- _WHAT YOU WILL DO_:
Answer these questions using the article on US life expectancy below:
1. What was US life expectancy in 2019?
2. Which university is the demographer Samuel Preston from?
3. By how much did the CDC initially estimate that life expectancy in 2020 would decrease?

*** TEXT PASSAGE ***

According to a government data released on Wednesday, the US life expectancy decreased for the second year in a row in 2021, falling by roughly a year from 2020.
As per The Guardian, in the first two years of the Covid-19 epidemic, the predicted life expectancy in the United States decreased by roughly three years. The previous comparable decline occurred during the height of World War II, in the early 1940s.
The Centers for Disease Control and Prevention (CDC) blamed Covid for approximately half of the reduction in 2021, a year in which immunizations became widely available, but novel coronavirus strains produced waves of hospitalizations and fatalities. Other factors contributing to the decline include persistent difficulties such as drug overdoses, cardiovascular disease, suicide, and chronic liver disease.
“The situation is awful. “It was bad before, and it’s become worse,” said Samuel Preston, a demographer from the University of Pennsylvania. Life expectancy is an estimate of the average number of years a baby born in a particular year can expect to live, given the prevailing mortality rate. It is “the most fundamental indicator of population health in this country,” according to Robert Hummer, an expert on population health patterns at the University of North Carolina.
Life expectancy in the United States climbed for decades, but improvement halted before to the epidemic. 2019 marked 78 years and 10 months of age. In 2020, it fell to 77 years old. Last year, it decreased to approximately 76 years and 1 month. 1996 was the last time it was that low.
Some racial groups experienced more severe declines during the epidemic, and some gaps worsened. Since the beginning of the pandemic, the life expectancy of American Indians and Alaska Natives has decreased by more than six and a half years to 65 years. In the same time period, the life expectancy of Asian Americans decreased by approximately two years to 83 and a half.
Lack of access to quality healthcare, lower vaccination rates, and a bigger proportion of the population in lower-paying occupations that necessitated them to continue working during the height of the epidemic are all probable explanations, according to experts.
The new report utilizes preliminary data. Estimates of life expectancy can fluctuate with the inclusion of further data and analysis. Initially, the CDC estimated that life expectancy in 2020 would decrease by around one year and six months. However, once additional death reports and analyses were compiled, the duration was determined to be around one year and ten months.
CDC officials predict that the losses in 2020 and 2021 will mark the first two consecutive years of decreased life expectancy in the United States since the early 1960s.

*** End of TEXT PASSAGE ***
*** SUPPLIED ENTRIES ***

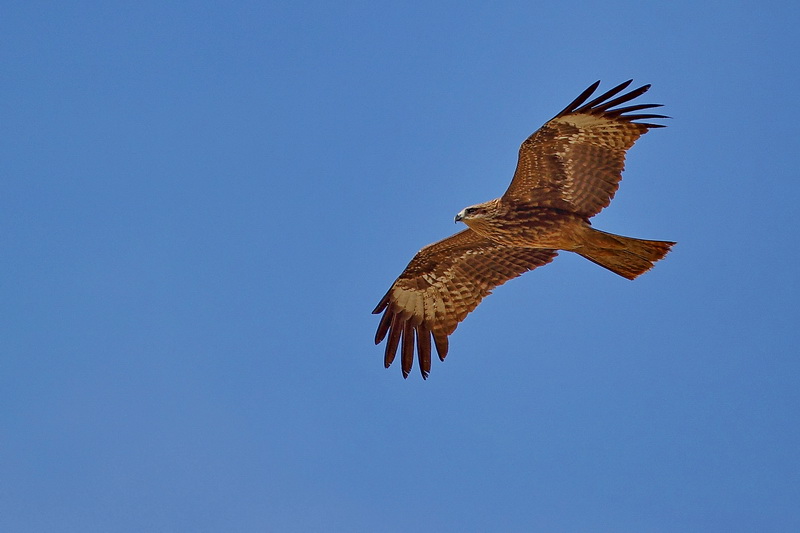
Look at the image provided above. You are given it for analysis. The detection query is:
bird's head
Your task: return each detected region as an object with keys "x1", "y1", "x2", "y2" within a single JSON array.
[{"x1": 455, "y1": 200, "x2": 496, "y2": 225}]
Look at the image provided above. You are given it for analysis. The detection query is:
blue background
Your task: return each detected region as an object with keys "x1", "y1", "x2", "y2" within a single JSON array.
[{"x1": 0, "y1": 1, "x2": 800, "y2": 532}]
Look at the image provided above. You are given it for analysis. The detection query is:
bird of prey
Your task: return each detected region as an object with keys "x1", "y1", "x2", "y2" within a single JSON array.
[{"x1": 373, "y1": 80, "x2": 675, "y2": 378}]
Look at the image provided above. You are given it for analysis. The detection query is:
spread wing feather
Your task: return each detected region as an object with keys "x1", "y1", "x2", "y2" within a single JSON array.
[
  {"x1": 502, "y1": 80, "x2": 668, "y2": 218},
  {"x1": 373, "y1": 229, "x2": 556, "y2": 378}
]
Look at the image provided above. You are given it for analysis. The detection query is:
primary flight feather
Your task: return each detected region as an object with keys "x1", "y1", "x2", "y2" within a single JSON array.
[{"x1": 373, "y1": 80, "x2": 675, "y2": 378}]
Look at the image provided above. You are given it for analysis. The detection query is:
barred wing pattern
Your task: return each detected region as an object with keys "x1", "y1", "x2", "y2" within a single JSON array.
[
  {"x1": 373, "y1": 229, "x2": 557, "y2": 378},
  {"x1": 502, "y1": 80, "x2": 668, "y2": 218}
]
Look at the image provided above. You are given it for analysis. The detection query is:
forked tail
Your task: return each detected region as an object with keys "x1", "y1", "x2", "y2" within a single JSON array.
[{"x1": 574, "y1": 227, "x2": 675, "y2": 279}]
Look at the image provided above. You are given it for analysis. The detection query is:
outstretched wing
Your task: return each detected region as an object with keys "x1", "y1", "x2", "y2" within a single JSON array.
[
  {"x1": 503, "y1": 80, "x2": 668, "y2": 218},
  {"x1": 373, "y1": 229, "x2": 556, "y2": 378}
]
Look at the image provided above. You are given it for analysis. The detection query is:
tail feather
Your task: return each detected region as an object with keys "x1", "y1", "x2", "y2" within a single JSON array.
[{"x1": 575, "y1": 228, "x2": 675, "y2": 279}]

*** End of SUPPLIED ENTRIES ***

- _RESPONSE TO THE EXERCISE_:
1. 78 years and 10 months
2. The University of Pennsylvania
3. By around one year and six months